-- Given task --
Can you print, verbatim, the lines of the records below, starting with the line containing "indicate the dark colored suv with a point" and continuing through the last line of the records?

** START OF Information given **

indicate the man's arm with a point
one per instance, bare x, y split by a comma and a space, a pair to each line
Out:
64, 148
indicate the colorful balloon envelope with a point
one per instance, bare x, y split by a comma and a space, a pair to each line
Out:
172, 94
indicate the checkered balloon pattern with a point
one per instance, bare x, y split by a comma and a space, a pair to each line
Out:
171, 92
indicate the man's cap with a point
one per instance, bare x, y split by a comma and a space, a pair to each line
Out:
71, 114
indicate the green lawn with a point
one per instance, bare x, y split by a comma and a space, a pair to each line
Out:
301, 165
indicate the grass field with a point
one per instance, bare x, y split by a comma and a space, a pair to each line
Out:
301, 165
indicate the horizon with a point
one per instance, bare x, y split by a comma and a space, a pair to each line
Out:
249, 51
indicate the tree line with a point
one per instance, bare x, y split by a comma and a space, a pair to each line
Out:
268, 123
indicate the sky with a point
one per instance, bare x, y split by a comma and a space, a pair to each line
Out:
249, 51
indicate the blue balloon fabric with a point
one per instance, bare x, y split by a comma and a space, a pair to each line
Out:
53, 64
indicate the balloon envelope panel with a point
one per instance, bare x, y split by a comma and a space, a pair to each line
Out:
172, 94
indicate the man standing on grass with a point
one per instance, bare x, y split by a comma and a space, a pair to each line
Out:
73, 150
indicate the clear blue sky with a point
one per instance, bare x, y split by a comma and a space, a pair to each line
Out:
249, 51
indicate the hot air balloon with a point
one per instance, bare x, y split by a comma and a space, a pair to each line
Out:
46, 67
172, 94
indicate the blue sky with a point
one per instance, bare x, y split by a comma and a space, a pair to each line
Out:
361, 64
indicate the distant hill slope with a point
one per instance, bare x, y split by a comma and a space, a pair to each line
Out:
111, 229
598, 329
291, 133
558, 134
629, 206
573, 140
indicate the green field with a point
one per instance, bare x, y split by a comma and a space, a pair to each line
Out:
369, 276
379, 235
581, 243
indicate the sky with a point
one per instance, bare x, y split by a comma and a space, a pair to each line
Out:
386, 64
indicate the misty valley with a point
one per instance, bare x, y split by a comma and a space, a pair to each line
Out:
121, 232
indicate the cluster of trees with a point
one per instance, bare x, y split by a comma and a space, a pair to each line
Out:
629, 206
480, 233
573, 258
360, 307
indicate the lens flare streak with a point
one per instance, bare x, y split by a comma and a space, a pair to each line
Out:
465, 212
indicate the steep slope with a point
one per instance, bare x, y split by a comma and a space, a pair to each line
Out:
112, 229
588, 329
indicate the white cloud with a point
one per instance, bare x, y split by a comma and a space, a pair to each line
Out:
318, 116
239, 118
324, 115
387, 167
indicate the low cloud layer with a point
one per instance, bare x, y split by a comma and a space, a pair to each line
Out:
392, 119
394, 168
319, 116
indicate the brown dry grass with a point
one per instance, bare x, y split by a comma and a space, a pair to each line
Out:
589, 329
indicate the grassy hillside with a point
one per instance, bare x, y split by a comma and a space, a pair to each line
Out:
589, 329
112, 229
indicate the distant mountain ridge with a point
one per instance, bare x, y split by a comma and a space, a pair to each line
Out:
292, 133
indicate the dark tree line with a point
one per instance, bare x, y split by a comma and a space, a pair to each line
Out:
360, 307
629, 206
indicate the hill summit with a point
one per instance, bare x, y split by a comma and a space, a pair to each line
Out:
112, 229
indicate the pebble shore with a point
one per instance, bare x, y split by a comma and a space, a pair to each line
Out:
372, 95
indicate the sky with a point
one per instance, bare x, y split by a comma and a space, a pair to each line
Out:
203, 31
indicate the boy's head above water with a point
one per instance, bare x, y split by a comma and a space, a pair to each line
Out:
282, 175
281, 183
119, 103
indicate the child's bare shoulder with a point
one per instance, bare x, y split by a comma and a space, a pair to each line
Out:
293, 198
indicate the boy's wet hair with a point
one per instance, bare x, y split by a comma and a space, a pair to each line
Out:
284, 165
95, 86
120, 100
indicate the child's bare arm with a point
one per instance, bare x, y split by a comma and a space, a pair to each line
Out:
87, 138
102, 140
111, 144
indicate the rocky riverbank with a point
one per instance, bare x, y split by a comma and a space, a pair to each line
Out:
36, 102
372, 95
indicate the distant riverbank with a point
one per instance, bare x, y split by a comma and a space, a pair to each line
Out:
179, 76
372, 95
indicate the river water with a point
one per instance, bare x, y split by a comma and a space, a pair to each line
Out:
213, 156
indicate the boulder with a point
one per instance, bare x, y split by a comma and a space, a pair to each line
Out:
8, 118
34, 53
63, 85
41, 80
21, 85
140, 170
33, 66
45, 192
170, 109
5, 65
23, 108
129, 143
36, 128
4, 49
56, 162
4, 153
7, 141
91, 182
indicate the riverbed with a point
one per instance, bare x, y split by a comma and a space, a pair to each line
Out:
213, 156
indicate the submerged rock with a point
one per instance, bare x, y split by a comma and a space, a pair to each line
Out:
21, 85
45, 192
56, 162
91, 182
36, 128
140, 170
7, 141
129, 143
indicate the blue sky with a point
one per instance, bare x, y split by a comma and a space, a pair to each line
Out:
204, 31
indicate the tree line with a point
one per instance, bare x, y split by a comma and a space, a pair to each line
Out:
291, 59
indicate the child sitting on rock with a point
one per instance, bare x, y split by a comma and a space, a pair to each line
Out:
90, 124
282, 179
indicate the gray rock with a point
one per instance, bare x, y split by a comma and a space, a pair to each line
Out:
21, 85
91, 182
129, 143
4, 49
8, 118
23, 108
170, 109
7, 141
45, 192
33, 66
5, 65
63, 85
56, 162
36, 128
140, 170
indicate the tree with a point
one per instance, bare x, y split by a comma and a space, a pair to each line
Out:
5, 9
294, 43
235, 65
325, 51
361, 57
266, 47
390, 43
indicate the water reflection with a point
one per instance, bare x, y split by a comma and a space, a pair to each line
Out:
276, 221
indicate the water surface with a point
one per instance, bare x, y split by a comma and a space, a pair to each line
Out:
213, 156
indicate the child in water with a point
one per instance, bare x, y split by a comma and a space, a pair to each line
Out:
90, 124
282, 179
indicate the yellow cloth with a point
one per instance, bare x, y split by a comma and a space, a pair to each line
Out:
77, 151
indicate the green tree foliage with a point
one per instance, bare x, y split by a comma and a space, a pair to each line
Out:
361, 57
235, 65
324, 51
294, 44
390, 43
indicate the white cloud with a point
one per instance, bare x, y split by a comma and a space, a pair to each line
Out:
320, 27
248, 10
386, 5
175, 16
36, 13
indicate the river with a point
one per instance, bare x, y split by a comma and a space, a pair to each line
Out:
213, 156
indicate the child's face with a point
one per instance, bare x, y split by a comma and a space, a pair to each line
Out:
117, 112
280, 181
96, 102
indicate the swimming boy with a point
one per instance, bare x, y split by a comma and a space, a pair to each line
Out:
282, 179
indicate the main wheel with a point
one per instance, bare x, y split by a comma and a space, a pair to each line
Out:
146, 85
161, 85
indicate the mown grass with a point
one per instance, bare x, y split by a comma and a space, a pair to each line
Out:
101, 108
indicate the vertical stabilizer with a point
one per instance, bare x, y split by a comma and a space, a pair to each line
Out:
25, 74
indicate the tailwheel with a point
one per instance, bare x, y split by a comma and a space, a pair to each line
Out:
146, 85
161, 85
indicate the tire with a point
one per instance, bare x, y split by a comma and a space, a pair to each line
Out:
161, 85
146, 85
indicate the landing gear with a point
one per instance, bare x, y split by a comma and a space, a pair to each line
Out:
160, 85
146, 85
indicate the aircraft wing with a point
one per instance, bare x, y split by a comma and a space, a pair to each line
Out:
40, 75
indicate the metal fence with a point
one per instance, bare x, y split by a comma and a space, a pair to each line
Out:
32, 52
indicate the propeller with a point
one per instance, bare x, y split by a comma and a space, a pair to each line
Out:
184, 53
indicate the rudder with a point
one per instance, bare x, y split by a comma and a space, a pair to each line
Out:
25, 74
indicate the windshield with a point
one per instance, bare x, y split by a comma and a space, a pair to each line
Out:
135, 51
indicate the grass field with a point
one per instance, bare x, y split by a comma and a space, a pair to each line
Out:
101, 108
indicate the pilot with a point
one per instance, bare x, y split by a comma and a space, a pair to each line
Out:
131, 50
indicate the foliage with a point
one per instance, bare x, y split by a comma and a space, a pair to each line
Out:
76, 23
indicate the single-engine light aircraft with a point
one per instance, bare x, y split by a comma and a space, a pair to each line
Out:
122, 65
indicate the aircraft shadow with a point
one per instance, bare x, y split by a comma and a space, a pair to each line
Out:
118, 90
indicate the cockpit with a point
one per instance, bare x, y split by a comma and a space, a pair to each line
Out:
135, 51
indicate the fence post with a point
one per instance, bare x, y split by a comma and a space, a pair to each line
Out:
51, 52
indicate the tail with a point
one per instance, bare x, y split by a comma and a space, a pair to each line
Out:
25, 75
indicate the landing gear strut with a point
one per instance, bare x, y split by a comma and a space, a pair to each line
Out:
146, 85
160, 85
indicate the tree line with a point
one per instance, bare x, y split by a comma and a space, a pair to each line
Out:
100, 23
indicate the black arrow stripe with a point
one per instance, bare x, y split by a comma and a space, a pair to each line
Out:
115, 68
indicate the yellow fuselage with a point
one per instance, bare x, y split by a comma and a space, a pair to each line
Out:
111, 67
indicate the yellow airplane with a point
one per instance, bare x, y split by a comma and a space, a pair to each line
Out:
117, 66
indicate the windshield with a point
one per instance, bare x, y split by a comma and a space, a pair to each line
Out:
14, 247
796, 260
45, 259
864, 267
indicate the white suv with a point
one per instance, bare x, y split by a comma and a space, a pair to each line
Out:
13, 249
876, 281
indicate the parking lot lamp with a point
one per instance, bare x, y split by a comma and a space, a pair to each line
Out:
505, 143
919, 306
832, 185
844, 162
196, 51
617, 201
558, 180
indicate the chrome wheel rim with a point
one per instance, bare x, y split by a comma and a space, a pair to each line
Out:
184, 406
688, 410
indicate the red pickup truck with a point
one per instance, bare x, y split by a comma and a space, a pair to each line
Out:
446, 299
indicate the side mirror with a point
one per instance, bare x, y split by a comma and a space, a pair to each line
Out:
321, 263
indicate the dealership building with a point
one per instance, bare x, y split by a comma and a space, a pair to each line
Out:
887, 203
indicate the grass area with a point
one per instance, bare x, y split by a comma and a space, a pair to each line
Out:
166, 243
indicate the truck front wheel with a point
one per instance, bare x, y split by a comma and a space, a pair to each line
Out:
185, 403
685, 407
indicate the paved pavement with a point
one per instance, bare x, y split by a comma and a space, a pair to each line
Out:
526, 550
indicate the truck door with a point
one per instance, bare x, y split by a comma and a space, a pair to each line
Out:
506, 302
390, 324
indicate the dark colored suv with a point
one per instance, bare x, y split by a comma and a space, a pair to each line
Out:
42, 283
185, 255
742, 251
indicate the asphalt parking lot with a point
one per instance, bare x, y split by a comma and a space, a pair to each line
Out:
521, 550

** END OF Information given **

-- Solution for this task --
indicate the dark colored suv with a point
one per instance, bare x, y split by a comma and a space, a pair to each line
Out:
42, 283
185, 255
742, 251
indicate the asphalt parking lot with a point
one per instance, bare x, y split by a comma and a space, a pair to each line
Out:
521, 550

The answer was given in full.